§ **Supplied passage**

━━━━━━━━━━━━━━━━━━━━

Then, it hit me square in the nose and I said it out loud to my wife, "I'm not a better person than David." David committed two of the deal breakers on my list. Please read 2 Samuel 11. How did David, such a good man and king, such a talented musician, such a respectful servant to King Saul, such a valiant warrior, such a great poet, such a faithful young man, such a loyal friend to Jonathan... How did David, a man with so many virtues, fall to the point of committing these deal breakers?

When I look carefully at this story and carefully at myself, I realize that I'm not above committing a deal breaker. I have the same evil desires in me that David had in him that led to his great fall. Look briefly at what led to David's fall.
  1. Laziness. Why did David stay in Jerusalem while Joab and his army went to fight? (2 Sam. 11:1) Perhaps I'm reading too much into this next verse, but why is David just getting out of bed in the evening? (2 Sam. 11:2) Has he been in bed all day or was he taking a nap?
  2. Lust. David, it seems, was walking about looking for something to fill his idle time when he saw Bathsheba. I don't see anything in the text that indicts or exonerates Bathsheba. Her role could have been anywhere from seductress to rape victim. The text does not say. The Bible presents this as David's sin, so let's focus on that. David inquired, sent for her, and took her (2 Sam. 11:3-4). He indulged his desire.
  3. Pride. Most of 2 Samuel 11 is telling of David trying to cover up his sin. David will stop at nothing to preserve his righteous appearance. He misrepresents the reason for Uriah's visit. (To report about the war?) He gets Uriah drunk. Then, he murders Uriah. This dishonesty, drunkenness, and murder were all attempts to cover up his sin, to avoid shame.
I confess that I have not yet conquered laziness, lust, and pride. In fact, I struggle with each of those most every day, among several other evil desires. The difference between me and David (or me and any adulterer or murderer) is that my evil desires manifest themselves in other ways that aren't deal breakers.

I'm tempted by laziness every day. Sometimes I'm distracted at work. Sometimes I look for shortcuts or plagiarize. I sometimes neglect to help those in need because it requires work. I indulge in too much TV. I sit idly far too often. I even seek idle time. Choosing idle time over productive time was the beginning of David's fall. 

We live in a sex-obsessed society that glorifies lust. We don't have to look for things to incite these desires; they find us. We will confront strong desires for the forbidden, and this isn't limited only to sexual desires. It happens to everyone. The desire for the forbidden is one of our enemy's strongest and oldest weapons (Genesis 3:6). It seems very dangerous to me to think that I have it conquered or that I can legislate away a desire for the forbidden. Most every day I notice things that are desirable, but that I shouldn't have. And those desires are both dangerous and strong. David was enticed by the forbidden, even though (or maybe exactly because) he knew it was forbidden.

Over and over I struggle with pride. Even my near automatic categorization of others' sins is ugly pride. My sins are weaknesses. Others' sins are deal breakers. How often do I paint myself white after a mistake? How often do I say something hurtful and then try to soften it by saying "I didn't mean it that way?" How often do I avoid apologizing? I want people to like me and think I'm good, and sometimes, my desire to make myself look good ends up in harm to someone else. David was willing to harm and even kill Uriah to avoid looking bad.

I hope my description of my own struggles with the same evil desires David had was foreign to every reader, but I suspect it was not. I have every one of those evil desires that David had, and I believe that David was a better man than I am. So why are my sins not as bad as his? The key difference between me and David is that my desires aren't manifesting themselves in the form of deal breakers. So, that brings me to the questions I want to ask. Are my sins really not that bad? Are others' sins really worse than mine? Can sins be categorized? If so, what is the worst sin?

━━━━━━━━━━━━━━━━━━━━

Collected data

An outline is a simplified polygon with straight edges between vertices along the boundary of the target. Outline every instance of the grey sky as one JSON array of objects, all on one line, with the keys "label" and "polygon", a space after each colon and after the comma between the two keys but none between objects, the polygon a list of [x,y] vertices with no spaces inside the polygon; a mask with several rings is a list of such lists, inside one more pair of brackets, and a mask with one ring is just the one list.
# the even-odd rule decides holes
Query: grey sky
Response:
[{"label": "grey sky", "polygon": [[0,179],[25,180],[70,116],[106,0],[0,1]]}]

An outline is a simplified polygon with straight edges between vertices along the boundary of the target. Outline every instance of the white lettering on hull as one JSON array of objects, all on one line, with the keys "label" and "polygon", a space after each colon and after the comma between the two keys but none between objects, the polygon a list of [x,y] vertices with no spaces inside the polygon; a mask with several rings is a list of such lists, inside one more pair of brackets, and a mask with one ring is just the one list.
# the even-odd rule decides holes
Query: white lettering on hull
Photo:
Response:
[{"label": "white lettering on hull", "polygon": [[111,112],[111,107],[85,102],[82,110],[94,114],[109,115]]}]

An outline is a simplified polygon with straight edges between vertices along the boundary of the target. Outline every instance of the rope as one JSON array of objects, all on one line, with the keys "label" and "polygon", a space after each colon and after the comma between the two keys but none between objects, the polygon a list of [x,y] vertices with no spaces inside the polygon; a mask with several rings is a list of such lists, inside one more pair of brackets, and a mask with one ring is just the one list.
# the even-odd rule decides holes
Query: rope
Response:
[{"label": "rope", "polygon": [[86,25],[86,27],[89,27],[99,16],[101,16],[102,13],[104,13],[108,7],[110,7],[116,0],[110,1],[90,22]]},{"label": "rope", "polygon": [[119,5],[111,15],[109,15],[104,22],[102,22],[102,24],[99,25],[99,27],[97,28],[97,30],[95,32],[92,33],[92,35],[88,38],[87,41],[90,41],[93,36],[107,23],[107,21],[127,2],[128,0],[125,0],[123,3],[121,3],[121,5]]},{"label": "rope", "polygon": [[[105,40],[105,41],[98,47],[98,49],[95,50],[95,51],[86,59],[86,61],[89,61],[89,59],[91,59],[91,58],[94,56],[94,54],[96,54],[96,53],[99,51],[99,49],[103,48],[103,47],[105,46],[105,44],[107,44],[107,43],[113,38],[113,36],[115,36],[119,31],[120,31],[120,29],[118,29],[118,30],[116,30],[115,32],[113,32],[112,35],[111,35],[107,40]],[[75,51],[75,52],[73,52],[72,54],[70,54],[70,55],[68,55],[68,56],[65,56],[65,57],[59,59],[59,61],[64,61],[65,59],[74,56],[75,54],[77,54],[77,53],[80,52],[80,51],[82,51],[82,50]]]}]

━━━━━━━━━━━━━━━━━━━━

Which qualities does the passage on David's fall credit David with in its list of "such a" phrases?

- A good man and king
- A talented musician
- A respectful servant to King Saul
- A valiant warrior
- A great poet
- A faithful young man
- A loyal friend to Jonathan